▶ _Problem to solve_: What follows is a set of records; give them all back exactly.

▶ _Saved entries_:

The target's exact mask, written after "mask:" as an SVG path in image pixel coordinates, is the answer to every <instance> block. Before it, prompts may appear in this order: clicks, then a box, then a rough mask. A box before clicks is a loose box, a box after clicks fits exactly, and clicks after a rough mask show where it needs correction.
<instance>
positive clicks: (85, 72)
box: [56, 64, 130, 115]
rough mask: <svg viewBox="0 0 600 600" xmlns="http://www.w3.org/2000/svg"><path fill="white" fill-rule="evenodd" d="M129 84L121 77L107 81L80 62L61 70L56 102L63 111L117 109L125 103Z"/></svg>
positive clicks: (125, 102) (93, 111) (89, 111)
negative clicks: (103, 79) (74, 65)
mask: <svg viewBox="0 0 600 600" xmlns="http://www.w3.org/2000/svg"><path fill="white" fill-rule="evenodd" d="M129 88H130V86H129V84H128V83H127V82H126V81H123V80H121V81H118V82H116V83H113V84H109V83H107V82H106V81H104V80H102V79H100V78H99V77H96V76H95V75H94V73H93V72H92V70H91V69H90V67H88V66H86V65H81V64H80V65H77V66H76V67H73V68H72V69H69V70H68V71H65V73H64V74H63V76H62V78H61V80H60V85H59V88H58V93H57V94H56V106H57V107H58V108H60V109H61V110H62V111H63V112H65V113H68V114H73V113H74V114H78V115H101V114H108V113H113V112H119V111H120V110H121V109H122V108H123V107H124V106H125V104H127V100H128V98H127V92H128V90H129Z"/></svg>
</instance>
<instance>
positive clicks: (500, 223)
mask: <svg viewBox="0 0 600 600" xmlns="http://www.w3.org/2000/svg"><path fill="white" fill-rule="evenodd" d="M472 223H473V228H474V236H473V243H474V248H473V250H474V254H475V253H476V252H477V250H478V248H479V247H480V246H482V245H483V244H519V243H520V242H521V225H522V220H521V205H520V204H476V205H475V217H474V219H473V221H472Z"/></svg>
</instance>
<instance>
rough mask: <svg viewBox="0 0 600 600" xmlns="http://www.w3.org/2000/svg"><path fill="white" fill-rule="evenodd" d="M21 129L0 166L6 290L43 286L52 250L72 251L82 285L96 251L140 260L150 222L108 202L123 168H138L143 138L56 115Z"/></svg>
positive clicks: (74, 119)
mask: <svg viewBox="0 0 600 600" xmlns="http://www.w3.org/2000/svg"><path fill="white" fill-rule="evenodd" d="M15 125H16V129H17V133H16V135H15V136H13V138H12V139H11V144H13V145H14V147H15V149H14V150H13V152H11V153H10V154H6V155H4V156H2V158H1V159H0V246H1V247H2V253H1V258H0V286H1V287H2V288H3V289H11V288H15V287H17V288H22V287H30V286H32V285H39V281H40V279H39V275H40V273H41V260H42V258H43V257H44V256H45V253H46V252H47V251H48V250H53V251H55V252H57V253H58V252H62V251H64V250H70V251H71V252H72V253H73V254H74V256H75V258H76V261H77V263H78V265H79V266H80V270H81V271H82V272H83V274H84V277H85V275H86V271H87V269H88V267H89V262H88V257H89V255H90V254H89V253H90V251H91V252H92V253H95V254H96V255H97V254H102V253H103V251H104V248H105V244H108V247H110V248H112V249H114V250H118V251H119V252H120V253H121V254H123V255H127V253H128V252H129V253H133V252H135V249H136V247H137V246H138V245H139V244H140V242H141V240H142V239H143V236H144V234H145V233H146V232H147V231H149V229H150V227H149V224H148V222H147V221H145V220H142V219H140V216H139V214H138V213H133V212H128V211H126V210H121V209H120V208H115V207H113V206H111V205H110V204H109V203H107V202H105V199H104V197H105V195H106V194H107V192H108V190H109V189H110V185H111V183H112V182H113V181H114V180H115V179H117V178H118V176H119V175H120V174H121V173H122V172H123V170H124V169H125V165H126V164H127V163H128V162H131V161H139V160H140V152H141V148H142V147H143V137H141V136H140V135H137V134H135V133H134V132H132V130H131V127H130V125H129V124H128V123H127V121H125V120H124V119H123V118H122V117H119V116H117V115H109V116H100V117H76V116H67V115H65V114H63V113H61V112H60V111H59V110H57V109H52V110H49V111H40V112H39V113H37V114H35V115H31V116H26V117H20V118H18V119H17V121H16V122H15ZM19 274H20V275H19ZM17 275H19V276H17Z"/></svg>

▶ _Answer for this exercise_:
The target's exact mask, written after "mask:" as an SVG path in image pixel coordinates, is the answer to every <instance> block. Before it, prompts may appear in this order: clicks, then a box, then a rough mask. A box before clicks is a loose box, a box after clicks fits exactly, and clicks after a rough mask show where it needs correction.
<instance>
positive clicks: (85, 72)
box: [56, 64, 130, 115]
rough mask: <svg viewBox="0 0 600 600" xmlns="http://www.w3.org/2000/svg"><path fill="white" fill-rule="evenodd" d="M129 84L121 77L107 81L80 62L61 70L56 102L63 111L117 109L125 103Z"/></svg>
positive clicks: (125, 102) (93, 111) (89, 111)
negative clicks: (103, 79) (74, 65)
mask: <svg viewBox="0 0 600 600" xmlns="http://www.w3.org/2000/svg"><path fill="white" fill-rule="evenodd" d="M129 88H130V86H129V84H128V83H127V82H126V81H123V80H121V81H118V82H116V83H113V84H109V83H107V82H106V81H104V80H102V79H100V78H99V77H96V76H95V75H94V73H93V72H92V70H91V69H90V67H88V66H86V65H81V64H80V65H77V66H76V67H73V68H72V69H69V70H68V71H65V73H64V74H63V76H62V78H61V80H60V85H59V88H58V93H57V94H56V106H57V107H58V108H60V109H61V110H62V111H63V112H65V113H68V114H73V113H74V114H78V115H101V114H108V113H113V112H119V111H120V110H121V109H122V108H123V107H124V106H125V104H127V100H128V98H127V92H128V90H129Z"/></svg>
</instance>
<instance>
positive clicks: (500, 223)
mask: <svg viewBox="0 0 600 600" xmlns="http://www.w3.org/2000/svg"><path fill="white" fill-rule="evenodd" d="M472 223H473V228H474V236H473V243H474V248H473V250H474V254H475V253H476V252H477V250H478V248H479V247H480V246H482V245H483V244H519V243H520V242H521V225H522V220H521V205H520V204H476V205H475V217H474V219H473V221H472Z"/></svg>
</instance>
<instance>
rough mask: <svg viewBox="0 0 600 600" xmlns="http://www.w3.org/2000/svg"><path fill="white" fill-rule="evenodd" d="M21 129L0 166L6 290L43 286L52 250L72 251L82 285L96 251L140 260L150 222L108 202L123 168H138L143 138L56 115Z"/></svg>
positive clicks: (74, 119)
mask: <svg viewBox="0 0 600 600" xmlns="http://www.w3.org/2000/svg"><path fill="white" fill-rule="evenodd" d="M15 125H16V129H17V133H16V135H15V136H13V138H12V139H11V144H13V145H14V147H15V149H14V150H13V152H11V153H10V154H6V155H4V156H2V158H1V159H0V246H1V247H2V253H1V258H0V286H1V287H2V288H3V289H11V288H15V287H17V288H22V287H30V286H32V285H39V281H40V279H39V275H40V273H41V260H42V258H43V257H44V256H45V253H46V252H47V251H48V250H53V251H55V252H57V253H58V252H62V251H64V250H70V251H71V252H72V253H73V254H74V256H75V258H76V261H77V263H78V265H79V266H80V270H81V271H82V272H83V274H84V277H85V275H86V271H87V269H88V267H89V262H88V257H89V255H90V254H89V253H90V251H91V252H92V253H95V254H96V255H97V254H102V253H103V251H104V248H105V244H108V247H110V248H112V249H114V250H118V251H119V252H120V253H121V254H123V255H127V253H128V252H129V253H133V252H135V249H136V247H137V246H138V245H139V244H140V242H141V240H142V239H143V236H144V234H145V233H146V232H147V231H149V229H150V227H149V224H148V222H147V221H145V220H142V219H140V216H139V214H138V213H133V212H128V211H126V210H121V209H120V208H115V207H113V206H111V205H110V204H109V203H107V202H105V199H104V197H105V195H106V194H107V192H108V190H109V189H110V185H111V183H112V182H113V181H114V180H115V179H117V178H118V176H119V175H120V174H121V173H122V172H123V170H124V169H125V165H126V164H127V163H128V162H131V161H139V160H140V152H141V148H142V147H143V137H141V136H140V135H137V134H135V133H134V132H132V130H131V127H130V125H129V124H128V123H127V121H125V120H124V119H123V118H122V117H119V116H117V115H109V116H100V117H76V116H67V115H65V114H63V113H61V112H60V111H59V110H57V109H52V110H49V111H40V112H39V113H37V114H35V115H31V116H26V117H20V118H18V119H17V121H16V122H15ZM19 274H20V275H19ZM17 275H19V276H17Z"/></svg>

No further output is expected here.